## Aim of the task
List, from the lines below, each one with "target" in it.

Exercise data section start

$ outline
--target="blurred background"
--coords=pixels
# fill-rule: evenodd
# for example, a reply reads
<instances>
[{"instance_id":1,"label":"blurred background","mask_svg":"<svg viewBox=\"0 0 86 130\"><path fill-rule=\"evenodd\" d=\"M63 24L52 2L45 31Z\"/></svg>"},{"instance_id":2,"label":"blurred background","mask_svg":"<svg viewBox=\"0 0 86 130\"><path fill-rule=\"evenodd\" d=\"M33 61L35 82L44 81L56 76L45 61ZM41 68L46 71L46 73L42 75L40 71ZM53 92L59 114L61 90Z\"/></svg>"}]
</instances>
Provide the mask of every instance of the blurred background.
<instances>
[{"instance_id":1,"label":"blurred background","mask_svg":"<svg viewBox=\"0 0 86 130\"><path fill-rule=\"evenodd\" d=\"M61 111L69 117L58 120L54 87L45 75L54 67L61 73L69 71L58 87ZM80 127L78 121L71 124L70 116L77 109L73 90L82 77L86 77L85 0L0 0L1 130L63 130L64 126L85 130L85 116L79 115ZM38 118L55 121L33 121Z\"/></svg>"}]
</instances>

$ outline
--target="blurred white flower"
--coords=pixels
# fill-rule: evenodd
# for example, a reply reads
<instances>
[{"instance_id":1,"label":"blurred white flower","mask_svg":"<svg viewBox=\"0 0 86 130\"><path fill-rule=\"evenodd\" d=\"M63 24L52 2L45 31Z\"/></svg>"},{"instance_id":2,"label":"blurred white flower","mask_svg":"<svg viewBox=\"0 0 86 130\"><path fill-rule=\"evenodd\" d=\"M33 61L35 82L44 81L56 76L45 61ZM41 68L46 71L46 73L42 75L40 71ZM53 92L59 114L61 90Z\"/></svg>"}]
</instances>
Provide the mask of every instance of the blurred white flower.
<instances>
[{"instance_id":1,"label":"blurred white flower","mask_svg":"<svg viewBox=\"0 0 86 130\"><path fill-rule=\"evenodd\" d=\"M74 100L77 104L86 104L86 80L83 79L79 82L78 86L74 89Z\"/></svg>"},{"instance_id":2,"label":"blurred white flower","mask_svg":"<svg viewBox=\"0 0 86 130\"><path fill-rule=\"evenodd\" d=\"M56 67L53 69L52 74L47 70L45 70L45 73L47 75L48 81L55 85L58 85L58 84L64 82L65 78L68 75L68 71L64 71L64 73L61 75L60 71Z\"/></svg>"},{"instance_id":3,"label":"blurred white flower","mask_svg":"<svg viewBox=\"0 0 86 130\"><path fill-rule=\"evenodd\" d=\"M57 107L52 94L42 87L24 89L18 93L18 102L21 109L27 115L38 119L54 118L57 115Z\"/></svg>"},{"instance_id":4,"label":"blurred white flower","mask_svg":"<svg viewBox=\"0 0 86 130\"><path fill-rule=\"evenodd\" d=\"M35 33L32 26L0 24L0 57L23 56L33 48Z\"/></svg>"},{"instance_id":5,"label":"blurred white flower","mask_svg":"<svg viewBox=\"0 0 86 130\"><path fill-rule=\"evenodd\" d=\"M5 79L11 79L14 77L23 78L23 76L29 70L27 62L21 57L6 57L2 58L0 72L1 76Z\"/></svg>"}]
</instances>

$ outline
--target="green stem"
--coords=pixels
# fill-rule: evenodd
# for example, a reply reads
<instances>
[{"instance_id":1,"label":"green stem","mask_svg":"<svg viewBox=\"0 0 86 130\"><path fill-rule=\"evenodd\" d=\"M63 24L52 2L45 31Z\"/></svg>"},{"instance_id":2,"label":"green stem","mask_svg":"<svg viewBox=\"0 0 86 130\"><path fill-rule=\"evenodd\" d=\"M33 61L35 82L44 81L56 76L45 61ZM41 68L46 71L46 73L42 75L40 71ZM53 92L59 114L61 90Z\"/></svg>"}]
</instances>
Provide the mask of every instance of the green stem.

Exercise data section end

## Response below
--target="blurred background"
--target="blurred white flower"
--target="green stem"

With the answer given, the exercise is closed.